## SHORT EXERCISE
Copy out exactly the lines from the line containing "Target: church facade" to the end of the listing.

## DATA FOR THIS EXERCISE

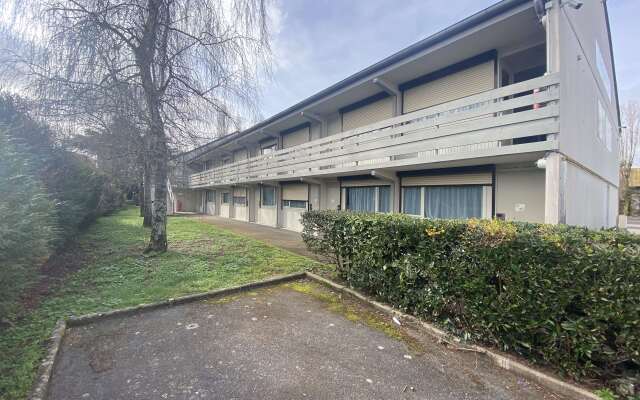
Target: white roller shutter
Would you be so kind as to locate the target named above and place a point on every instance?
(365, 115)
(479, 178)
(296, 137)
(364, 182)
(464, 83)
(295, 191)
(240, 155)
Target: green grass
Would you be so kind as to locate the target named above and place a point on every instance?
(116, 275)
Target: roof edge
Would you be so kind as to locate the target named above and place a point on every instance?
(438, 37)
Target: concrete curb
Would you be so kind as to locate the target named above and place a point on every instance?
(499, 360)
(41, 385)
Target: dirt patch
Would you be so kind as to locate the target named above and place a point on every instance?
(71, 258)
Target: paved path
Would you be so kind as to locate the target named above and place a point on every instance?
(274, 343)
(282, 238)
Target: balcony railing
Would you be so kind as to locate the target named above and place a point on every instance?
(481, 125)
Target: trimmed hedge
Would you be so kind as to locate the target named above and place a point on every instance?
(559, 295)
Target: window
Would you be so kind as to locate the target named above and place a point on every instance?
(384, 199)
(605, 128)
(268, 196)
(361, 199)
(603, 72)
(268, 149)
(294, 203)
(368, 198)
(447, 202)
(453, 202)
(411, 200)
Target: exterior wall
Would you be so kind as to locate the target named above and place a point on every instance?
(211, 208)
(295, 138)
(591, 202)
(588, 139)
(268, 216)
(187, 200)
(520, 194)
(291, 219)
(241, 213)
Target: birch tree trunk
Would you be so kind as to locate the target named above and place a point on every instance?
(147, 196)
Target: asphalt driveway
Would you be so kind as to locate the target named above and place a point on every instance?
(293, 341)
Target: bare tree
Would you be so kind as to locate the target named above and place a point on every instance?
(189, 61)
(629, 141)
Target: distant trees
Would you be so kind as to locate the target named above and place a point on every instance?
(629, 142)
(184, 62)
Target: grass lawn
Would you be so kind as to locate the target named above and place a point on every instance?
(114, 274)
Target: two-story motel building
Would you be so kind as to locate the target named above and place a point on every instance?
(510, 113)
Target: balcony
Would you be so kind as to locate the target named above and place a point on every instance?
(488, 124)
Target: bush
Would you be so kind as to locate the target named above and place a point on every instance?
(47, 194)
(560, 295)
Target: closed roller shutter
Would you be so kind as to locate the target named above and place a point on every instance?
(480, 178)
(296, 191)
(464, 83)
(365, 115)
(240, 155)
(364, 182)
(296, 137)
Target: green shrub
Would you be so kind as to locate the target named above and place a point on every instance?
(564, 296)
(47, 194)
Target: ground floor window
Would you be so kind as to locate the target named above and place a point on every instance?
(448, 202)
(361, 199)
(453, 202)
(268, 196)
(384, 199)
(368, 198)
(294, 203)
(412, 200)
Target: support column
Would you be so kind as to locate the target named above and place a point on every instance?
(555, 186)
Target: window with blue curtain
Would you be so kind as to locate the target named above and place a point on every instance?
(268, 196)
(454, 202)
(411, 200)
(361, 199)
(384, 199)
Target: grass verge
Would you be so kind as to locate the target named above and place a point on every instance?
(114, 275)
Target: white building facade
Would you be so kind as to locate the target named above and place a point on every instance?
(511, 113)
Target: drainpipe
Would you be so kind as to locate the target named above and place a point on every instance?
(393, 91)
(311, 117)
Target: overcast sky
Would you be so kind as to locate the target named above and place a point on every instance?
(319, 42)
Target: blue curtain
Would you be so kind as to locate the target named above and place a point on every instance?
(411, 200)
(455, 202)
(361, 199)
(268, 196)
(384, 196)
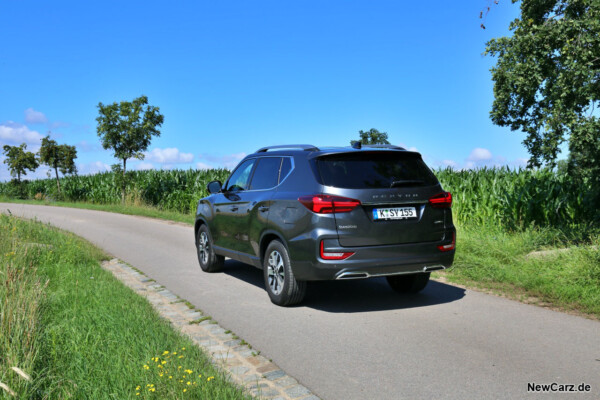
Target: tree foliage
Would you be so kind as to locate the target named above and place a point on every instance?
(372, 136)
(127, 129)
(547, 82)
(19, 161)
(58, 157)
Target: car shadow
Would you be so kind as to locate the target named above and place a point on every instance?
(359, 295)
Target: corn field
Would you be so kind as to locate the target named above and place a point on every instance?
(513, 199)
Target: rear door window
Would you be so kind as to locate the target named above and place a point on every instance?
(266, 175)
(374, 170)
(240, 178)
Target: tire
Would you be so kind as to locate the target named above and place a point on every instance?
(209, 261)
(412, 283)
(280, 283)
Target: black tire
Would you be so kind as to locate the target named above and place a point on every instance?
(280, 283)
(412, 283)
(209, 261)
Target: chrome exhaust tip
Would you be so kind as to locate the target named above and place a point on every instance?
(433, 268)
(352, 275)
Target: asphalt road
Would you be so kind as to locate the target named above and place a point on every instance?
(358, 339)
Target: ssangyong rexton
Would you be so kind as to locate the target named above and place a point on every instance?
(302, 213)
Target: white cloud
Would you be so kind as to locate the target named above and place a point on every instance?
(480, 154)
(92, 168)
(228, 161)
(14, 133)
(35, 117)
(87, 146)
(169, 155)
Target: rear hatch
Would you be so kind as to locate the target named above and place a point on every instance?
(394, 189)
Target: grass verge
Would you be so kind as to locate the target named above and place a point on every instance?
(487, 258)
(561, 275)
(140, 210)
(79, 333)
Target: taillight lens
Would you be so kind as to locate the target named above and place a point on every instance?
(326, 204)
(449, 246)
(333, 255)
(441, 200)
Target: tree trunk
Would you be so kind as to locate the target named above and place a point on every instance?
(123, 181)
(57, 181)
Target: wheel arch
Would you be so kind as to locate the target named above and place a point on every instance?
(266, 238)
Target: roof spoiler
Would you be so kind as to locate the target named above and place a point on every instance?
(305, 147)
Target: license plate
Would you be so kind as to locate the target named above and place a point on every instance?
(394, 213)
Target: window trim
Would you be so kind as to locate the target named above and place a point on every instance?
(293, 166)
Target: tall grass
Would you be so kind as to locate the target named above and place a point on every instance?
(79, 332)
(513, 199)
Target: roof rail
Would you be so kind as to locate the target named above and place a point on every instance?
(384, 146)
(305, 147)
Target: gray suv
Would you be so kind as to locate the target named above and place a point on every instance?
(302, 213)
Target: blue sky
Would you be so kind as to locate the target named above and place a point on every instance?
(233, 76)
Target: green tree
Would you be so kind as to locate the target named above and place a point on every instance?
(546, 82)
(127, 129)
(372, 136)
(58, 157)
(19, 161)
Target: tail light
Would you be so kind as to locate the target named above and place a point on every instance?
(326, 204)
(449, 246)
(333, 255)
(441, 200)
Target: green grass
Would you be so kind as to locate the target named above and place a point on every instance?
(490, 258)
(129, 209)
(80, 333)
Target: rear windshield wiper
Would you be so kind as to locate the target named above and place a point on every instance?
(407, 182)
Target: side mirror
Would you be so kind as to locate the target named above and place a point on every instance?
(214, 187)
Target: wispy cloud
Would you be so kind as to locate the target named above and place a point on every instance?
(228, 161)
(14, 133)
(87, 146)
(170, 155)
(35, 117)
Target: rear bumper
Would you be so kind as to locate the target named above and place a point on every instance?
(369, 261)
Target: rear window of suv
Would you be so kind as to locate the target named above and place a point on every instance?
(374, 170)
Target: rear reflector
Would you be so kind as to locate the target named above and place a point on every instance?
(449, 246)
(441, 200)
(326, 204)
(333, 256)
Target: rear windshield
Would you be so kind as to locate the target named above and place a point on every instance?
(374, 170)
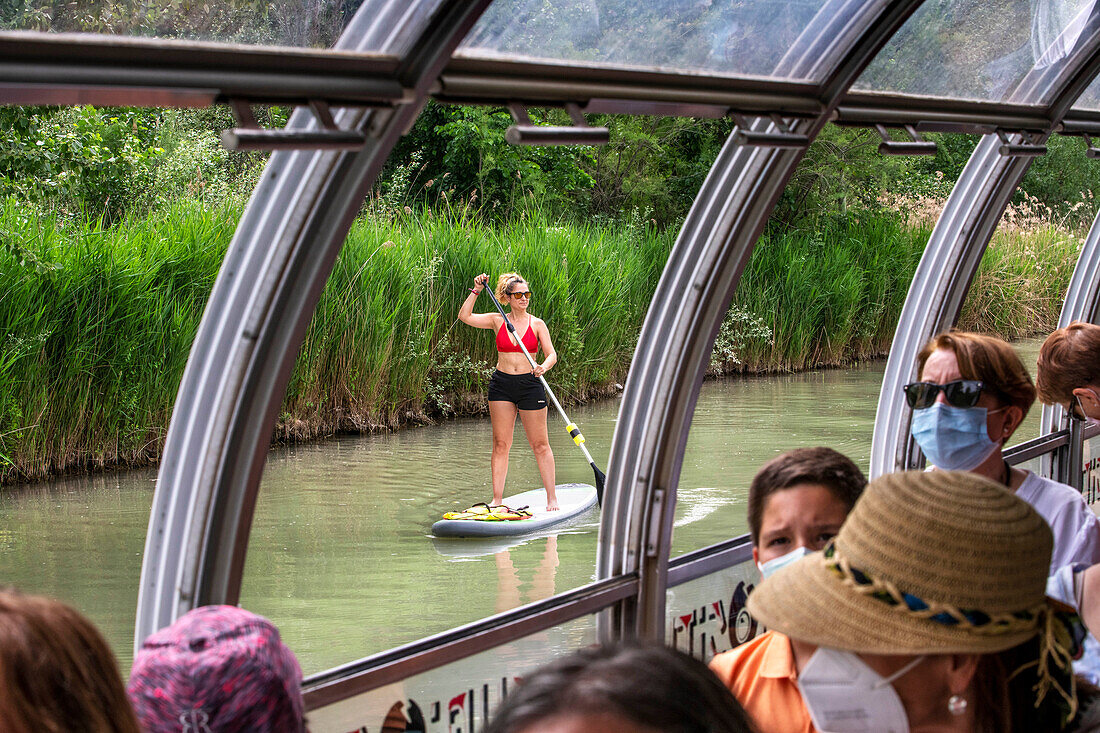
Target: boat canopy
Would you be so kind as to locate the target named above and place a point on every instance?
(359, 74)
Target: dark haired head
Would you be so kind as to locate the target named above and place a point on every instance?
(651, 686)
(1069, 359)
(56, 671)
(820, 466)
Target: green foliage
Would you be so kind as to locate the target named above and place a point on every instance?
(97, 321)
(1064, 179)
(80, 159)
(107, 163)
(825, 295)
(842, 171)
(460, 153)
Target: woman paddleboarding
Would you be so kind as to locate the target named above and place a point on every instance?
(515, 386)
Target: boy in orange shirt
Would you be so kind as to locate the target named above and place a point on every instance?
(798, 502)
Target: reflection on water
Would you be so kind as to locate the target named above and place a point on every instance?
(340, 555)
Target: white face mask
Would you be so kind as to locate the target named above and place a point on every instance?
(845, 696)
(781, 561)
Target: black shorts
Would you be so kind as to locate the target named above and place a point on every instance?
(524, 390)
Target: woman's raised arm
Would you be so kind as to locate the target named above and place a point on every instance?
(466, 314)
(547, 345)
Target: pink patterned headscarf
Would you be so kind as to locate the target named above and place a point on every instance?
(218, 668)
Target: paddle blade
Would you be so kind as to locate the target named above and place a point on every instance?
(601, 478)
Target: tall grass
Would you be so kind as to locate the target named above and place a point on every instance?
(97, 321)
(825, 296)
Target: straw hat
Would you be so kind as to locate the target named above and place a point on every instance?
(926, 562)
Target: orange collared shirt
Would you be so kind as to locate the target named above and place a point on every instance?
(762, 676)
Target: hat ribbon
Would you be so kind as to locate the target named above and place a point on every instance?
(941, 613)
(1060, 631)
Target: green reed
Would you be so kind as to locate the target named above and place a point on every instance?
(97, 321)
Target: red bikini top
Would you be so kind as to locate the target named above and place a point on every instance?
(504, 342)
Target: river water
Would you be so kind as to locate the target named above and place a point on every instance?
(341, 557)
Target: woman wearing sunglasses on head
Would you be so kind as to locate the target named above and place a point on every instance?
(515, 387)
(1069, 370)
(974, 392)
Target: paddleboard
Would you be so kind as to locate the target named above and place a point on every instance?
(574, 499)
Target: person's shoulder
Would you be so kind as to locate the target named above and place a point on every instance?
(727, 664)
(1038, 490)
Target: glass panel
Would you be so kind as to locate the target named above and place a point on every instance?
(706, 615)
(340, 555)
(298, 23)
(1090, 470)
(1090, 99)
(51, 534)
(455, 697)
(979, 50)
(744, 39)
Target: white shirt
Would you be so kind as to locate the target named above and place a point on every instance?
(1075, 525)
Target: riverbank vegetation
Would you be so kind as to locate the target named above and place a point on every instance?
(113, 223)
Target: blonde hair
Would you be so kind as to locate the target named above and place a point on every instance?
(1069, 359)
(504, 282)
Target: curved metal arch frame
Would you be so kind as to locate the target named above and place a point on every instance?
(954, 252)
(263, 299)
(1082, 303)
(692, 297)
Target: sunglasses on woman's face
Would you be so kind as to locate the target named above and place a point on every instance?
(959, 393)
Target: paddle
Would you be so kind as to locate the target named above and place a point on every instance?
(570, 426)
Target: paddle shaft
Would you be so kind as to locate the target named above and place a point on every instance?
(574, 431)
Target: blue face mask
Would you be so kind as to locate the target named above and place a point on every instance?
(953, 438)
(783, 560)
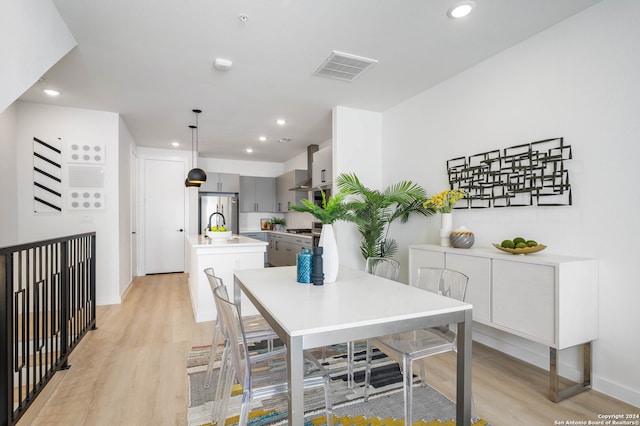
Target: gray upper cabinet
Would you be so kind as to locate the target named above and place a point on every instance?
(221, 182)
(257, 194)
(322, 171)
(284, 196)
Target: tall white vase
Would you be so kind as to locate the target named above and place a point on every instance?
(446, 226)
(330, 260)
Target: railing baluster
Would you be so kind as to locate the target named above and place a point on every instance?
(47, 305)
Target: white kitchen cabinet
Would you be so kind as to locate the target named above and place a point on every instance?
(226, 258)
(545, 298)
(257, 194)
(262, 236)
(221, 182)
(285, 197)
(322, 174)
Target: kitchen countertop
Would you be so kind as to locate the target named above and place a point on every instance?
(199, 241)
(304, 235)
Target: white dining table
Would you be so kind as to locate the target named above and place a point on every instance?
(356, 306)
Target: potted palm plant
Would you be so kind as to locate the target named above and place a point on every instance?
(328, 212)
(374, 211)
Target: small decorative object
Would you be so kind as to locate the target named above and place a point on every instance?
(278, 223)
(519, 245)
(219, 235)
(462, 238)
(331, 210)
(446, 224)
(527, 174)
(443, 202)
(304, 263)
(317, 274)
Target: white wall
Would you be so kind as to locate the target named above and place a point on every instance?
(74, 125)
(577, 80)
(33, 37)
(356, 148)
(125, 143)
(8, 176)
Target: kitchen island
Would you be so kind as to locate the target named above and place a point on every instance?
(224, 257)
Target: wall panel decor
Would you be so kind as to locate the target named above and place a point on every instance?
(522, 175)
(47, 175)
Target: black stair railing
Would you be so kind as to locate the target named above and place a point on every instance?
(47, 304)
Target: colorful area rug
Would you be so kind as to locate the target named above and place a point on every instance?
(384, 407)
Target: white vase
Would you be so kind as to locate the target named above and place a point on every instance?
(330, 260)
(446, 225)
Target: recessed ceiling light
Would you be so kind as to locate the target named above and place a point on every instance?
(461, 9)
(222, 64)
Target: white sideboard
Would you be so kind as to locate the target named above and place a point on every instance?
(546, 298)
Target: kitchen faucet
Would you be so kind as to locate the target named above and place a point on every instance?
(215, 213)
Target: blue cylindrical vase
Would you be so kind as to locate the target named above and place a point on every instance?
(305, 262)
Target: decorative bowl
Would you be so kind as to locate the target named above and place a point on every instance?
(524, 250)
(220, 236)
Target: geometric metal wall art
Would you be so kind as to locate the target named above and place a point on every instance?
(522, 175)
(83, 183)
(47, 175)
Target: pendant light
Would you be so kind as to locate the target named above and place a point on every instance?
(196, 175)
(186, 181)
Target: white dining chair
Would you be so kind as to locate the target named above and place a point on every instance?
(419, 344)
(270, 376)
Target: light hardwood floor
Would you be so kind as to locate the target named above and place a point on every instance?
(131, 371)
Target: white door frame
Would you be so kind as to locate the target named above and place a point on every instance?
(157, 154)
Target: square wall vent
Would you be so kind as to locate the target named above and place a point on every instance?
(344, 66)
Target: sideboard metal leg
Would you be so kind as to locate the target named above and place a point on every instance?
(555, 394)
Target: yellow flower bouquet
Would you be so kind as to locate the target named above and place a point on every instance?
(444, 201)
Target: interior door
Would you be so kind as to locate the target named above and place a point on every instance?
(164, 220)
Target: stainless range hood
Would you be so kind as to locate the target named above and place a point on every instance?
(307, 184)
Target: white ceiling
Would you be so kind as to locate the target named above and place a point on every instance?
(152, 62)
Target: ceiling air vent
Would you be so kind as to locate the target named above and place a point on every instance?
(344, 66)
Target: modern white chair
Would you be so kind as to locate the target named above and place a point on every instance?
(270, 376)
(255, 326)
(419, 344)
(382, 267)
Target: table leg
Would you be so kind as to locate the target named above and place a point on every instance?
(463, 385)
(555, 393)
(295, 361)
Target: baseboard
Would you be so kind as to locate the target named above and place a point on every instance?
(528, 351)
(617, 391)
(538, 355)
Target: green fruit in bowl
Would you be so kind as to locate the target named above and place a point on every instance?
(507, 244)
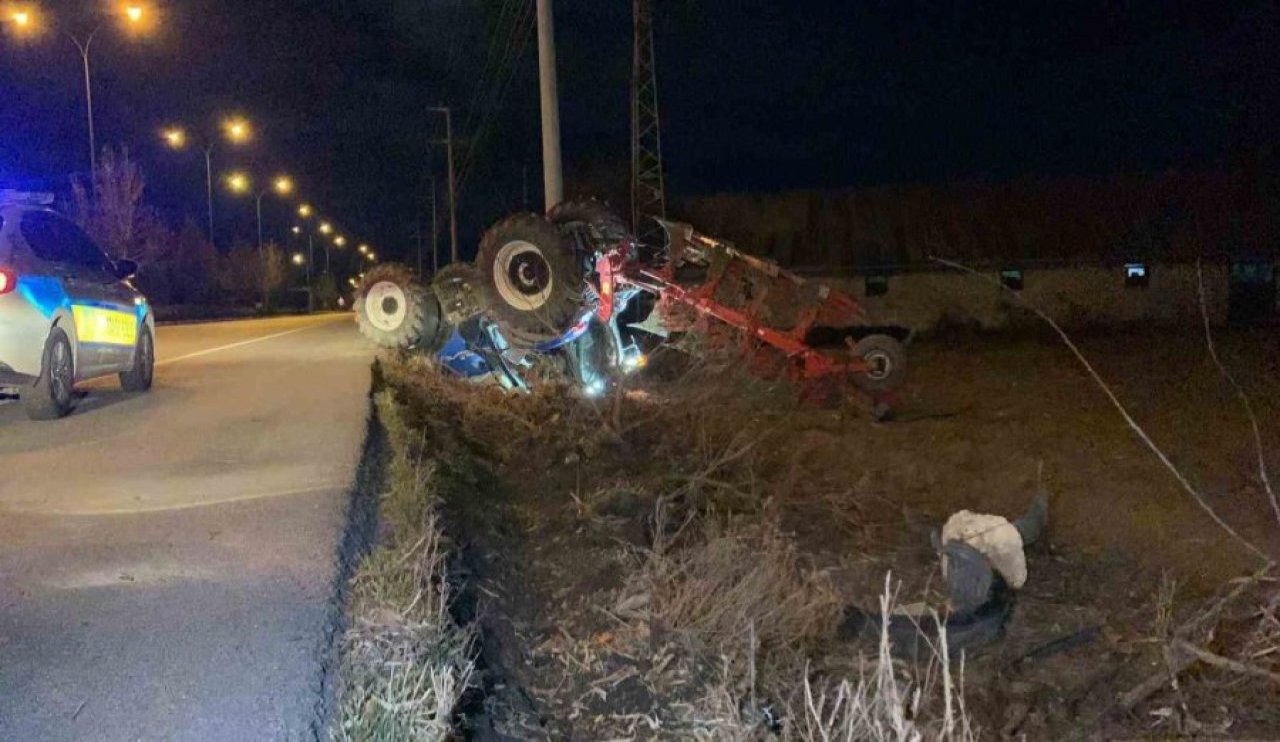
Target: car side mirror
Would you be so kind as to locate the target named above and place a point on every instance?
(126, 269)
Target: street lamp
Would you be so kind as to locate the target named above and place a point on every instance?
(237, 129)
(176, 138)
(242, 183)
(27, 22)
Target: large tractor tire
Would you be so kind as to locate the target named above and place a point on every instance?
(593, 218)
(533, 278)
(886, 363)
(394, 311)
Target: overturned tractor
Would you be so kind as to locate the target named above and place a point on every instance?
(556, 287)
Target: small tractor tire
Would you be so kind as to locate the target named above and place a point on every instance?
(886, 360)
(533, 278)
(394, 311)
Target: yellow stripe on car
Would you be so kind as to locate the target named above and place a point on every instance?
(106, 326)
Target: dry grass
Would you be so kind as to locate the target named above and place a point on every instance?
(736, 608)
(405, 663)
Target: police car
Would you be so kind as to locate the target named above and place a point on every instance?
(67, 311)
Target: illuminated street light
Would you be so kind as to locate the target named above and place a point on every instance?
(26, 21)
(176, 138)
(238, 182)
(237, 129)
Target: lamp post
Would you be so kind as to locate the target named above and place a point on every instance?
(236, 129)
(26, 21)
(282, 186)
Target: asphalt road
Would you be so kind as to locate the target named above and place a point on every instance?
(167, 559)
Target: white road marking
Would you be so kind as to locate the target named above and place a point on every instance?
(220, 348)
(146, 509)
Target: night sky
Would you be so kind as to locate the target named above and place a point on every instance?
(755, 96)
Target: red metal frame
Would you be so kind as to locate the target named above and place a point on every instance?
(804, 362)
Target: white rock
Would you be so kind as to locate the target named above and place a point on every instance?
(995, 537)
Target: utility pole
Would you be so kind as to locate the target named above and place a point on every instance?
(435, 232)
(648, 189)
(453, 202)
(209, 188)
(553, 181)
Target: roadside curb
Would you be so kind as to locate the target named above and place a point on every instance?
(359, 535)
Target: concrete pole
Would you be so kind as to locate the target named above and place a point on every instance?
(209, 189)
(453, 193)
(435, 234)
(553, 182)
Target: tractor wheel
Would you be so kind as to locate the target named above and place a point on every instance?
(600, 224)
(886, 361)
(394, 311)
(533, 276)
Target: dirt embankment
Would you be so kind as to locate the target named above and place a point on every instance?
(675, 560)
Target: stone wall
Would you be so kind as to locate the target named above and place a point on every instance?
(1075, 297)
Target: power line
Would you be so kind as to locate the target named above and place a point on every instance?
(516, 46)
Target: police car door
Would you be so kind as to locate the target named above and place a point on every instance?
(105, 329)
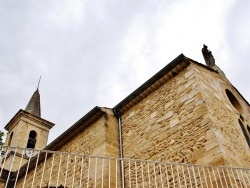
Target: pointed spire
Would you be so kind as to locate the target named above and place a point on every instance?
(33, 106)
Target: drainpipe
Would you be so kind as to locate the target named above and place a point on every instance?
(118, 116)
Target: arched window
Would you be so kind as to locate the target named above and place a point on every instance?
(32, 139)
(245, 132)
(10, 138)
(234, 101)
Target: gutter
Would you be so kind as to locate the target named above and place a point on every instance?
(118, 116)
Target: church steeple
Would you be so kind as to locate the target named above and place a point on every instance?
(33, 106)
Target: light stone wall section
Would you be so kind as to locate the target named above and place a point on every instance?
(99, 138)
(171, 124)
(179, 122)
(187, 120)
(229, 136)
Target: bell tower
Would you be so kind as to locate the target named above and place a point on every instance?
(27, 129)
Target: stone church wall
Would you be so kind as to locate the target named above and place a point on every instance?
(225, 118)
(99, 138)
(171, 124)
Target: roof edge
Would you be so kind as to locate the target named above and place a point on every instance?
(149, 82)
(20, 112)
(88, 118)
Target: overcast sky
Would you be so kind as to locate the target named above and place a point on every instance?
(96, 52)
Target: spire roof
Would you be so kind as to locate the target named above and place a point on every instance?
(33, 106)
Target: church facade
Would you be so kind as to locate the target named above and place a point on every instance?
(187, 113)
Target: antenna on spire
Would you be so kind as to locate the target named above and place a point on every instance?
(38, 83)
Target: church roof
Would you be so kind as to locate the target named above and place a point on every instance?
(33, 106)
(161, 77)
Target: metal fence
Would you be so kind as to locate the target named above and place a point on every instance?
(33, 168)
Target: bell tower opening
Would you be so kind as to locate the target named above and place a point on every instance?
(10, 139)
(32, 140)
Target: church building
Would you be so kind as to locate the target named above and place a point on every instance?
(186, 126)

## WRITTEN RESPONSE
Target: church facade
Would you be so kind as to locate the target named above and place a point on every instance?
(187, 113)
Target: antenna on spire
Would you be so kind as to locate the target named above and place a point on every instance?
(38, 83)
Target: church roof
Would you be so kind as to locate the target named above and place a point on every instance?
(33, 106)
(161, 77)
Target: metal fence
Would you be so kind as to locate the target named above and place a point on every instance?
(33, 168)
Target: bell tower opening
Would you be so kind as to locate the target named above and place a point on every instance?
(10, 139)
(32, 140)
Target: church building
Would you be so kind as to locate the target named above and place a point on every instance?
(186, 126)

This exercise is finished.